** DATA LISTING follows **

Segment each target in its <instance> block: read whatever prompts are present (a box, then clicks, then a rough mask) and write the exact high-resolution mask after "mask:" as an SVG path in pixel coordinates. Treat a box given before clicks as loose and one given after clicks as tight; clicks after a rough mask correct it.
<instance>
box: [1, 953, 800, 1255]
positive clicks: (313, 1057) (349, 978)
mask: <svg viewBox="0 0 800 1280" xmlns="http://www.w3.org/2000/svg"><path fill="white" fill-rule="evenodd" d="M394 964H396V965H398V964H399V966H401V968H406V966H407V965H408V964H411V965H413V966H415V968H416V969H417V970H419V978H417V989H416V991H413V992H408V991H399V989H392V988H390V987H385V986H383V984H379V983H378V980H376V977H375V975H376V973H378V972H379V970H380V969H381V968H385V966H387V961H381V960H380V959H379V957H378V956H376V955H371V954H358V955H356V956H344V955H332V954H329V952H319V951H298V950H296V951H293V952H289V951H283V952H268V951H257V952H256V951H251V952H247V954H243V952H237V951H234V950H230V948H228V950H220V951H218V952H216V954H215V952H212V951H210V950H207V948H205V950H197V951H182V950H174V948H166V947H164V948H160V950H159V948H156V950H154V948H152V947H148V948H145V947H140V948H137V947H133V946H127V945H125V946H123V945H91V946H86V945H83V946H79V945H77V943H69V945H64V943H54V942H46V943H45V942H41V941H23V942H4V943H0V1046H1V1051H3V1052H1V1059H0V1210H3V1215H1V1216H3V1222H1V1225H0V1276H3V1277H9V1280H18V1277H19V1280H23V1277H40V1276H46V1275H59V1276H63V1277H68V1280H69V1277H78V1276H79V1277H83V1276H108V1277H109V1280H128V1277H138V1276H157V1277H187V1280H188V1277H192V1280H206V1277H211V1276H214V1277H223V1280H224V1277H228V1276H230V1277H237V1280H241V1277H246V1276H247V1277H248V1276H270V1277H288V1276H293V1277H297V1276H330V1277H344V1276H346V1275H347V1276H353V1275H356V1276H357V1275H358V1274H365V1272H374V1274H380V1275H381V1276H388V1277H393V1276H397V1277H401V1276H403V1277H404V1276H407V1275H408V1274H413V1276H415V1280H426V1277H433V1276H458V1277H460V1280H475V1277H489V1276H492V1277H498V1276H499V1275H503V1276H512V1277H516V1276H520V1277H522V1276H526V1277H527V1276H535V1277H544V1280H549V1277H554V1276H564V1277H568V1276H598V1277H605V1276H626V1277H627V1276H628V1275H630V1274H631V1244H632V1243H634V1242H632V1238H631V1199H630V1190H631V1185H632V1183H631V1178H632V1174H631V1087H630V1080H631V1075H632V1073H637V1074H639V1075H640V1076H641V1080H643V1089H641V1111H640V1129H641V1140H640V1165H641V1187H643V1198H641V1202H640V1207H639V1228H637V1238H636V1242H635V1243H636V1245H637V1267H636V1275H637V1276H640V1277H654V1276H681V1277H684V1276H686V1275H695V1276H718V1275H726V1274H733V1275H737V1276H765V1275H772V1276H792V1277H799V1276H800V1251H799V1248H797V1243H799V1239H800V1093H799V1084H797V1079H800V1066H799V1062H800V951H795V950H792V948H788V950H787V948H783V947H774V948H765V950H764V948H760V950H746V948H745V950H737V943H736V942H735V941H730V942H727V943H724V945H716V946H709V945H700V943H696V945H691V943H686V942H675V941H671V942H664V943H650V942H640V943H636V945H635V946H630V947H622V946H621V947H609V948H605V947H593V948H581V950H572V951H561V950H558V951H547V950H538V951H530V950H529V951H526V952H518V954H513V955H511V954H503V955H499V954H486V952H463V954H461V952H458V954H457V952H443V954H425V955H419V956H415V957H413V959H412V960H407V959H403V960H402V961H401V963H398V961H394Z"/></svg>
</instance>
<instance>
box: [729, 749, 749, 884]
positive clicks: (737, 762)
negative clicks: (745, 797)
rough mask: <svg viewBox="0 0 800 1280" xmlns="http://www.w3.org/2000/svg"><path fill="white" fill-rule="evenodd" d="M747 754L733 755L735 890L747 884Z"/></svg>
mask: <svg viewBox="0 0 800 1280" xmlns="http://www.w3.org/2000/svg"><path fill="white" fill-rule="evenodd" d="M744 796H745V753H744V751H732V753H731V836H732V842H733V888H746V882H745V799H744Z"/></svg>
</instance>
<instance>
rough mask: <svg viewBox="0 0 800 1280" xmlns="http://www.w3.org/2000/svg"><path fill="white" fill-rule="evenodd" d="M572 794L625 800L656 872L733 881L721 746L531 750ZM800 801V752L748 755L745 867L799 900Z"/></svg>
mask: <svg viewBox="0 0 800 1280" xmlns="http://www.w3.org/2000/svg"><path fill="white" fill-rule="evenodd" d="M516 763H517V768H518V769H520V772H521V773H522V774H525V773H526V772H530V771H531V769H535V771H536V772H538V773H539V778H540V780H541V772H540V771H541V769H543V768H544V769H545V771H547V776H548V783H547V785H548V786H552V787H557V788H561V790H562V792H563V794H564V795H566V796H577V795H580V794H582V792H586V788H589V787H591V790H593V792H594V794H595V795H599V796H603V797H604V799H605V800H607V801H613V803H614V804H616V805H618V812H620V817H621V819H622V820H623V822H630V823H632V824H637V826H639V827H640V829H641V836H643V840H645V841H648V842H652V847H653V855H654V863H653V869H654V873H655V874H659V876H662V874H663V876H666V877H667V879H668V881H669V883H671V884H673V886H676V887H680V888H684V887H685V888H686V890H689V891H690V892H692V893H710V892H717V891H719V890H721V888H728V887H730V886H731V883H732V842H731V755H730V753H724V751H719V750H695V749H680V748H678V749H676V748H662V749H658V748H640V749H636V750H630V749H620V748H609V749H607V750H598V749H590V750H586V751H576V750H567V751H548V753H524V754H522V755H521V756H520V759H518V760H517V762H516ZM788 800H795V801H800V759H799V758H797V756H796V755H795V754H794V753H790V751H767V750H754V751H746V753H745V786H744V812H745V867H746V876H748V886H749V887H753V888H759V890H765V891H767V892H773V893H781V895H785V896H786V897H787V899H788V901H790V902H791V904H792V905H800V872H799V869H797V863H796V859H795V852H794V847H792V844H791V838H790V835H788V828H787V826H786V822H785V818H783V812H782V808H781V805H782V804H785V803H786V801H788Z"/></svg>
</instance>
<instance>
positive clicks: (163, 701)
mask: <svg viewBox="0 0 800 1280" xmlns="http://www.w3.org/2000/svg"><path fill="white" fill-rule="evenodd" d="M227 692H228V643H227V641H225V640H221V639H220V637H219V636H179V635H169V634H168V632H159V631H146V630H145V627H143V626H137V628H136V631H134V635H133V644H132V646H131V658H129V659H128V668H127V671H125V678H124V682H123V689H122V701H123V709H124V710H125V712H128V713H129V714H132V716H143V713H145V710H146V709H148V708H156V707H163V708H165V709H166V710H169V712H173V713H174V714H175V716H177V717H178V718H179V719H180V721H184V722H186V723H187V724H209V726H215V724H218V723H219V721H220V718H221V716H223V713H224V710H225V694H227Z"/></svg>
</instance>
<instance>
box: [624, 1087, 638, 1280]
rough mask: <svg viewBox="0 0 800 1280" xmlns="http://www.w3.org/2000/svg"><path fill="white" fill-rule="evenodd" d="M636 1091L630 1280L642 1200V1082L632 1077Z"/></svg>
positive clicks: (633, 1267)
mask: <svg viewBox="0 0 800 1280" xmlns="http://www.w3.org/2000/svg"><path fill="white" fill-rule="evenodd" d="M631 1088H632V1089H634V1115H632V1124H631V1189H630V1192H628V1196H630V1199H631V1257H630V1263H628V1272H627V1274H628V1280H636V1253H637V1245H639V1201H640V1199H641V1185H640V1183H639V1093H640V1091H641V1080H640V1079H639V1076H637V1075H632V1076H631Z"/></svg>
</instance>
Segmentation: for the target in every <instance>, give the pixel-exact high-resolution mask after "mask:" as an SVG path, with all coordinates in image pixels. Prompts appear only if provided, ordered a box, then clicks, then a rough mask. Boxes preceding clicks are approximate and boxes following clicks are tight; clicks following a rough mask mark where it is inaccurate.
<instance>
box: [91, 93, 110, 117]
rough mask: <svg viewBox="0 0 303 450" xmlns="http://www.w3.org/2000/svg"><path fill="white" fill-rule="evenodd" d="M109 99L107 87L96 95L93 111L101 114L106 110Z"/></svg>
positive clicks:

** End of DATA LISTING **

▸ WHAT TO DO
How many lines in the entries hold the word "tight"? Only the number is wanted.

▸ TASK RESPONSE
2